-------- Data supplied
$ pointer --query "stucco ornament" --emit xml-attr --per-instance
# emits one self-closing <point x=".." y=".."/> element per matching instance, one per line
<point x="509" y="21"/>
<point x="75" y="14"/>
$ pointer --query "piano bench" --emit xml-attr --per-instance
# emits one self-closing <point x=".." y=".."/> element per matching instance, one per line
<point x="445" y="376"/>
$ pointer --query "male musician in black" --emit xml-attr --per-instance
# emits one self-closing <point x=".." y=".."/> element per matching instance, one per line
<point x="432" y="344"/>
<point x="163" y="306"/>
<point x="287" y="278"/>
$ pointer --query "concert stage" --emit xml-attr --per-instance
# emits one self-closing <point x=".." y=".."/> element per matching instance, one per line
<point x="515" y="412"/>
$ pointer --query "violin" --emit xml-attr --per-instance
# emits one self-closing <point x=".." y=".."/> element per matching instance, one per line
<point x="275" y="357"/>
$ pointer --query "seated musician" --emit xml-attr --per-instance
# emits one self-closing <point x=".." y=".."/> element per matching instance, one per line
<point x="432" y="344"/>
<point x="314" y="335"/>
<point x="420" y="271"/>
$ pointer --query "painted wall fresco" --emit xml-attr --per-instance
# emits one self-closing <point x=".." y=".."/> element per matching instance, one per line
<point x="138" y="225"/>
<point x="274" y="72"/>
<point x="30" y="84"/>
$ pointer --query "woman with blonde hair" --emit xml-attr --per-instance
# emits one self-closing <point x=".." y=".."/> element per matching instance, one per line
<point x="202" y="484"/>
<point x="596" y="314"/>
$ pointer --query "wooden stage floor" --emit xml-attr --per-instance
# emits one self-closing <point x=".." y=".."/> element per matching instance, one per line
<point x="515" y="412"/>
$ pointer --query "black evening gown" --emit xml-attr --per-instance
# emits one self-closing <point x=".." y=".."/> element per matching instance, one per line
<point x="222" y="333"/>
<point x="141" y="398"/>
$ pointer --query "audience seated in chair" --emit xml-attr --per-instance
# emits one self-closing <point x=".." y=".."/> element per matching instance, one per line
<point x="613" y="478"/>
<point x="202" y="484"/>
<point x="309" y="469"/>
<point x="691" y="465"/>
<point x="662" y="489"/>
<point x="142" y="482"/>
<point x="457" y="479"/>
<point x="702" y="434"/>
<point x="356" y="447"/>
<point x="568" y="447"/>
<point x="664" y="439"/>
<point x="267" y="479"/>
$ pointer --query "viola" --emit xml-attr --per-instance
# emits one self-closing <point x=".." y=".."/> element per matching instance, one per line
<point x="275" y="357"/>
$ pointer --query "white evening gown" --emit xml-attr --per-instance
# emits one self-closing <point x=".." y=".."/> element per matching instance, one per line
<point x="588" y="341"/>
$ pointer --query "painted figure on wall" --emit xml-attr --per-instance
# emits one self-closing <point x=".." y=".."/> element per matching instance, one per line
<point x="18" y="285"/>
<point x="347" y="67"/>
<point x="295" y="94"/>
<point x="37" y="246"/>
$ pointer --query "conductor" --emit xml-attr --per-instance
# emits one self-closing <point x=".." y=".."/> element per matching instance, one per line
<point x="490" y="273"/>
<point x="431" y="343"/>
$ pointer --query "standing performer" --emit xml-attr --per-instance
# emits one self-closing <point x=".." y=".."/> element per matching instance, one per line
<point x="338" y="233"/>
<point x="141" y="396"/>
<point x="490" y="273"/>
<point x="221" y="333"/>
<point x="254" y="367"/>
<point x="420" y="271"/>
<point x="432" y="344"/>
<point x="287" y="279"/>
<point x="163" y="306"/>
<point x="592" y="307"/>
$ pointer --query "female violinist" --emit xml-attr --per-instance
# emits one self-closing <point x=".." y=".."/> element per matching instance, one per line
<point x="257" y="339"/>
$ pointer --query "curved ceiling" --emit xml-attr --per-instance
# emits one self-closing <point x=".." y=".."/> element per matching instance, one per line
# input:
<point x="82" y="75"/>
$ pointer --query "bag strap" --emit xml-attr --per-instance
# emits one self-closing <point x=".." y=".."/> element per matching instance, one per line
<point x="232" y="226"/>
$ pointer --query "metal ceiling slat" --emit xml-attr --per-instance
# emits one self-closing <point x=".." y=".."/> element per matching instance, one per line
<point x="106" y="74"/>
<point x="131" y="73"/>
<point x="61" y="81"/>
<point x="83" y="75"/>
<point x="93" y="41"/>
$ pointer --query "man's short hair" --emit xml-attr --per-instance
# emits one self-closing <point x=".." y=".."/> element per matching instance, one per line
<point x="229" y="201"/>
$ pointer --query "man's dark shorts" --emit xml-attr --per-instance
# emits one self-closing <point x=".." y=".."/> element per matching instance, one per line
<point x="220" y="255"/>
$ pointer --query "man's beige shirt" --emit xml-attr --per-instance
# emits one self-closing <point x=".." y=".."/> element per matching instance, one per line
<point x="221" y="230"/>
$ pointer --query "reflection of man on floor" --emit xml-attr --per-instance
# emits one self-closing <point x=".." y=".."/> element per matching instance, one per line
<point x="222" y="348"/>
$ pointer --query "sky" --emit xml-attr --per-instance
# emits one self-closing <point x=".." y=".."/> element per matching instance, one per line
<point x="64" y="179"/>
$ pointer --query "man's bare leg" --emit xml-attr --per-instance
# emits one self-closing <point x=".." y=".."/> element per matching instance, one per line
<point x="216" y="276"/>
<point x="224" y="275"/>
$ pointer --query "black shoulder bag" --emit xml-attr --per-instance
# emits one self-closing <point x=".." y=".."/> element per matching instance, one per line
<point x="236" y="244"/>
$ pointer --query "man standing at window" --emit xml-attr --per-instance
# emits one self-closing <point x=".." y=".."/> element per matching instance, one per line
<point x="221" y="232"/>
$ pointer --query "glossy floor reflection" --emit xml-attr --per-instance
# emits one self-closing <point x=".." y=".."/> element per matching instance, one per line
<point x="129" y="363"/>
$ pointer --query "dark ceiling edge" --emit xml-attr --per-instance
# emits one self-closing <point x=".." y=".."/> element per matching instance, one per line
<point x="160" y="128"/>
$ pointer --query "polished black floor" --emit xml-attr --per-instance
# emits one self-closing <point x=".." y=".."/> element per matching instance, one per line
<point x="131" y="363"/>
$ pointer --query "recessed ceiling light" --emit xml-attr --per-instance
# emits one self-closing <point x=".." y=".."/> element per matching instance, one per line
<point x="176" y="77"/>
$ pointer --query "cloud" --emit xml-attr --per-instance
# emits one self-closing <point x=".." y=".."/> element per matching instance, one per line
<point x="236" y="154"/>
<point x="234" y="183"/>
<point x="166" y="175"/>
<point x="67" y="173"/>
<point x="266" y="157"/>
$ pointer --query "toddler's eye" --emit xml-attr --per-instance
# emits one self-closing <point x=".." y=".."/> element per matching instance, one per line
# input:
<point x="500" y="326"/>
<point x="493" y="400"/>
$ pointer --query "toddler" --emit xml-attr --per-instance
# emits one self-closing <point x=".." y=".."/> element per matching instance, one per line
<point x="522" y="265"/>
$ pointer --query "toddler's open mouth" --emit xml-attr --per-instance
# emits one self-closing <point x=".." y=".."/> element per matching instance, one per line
----------------
**Aim**
Please gather every line of the listing that holds the string "toddler", and note that case counts.

**Response below**
$ pointer --query "toddler's eye" --emit xml-attr --per-instance
$ pointer --query "toddler" --emit xml-attr --per-instance
$ pointer --query "toddler's open mouth" --emit xml-attr --per-instance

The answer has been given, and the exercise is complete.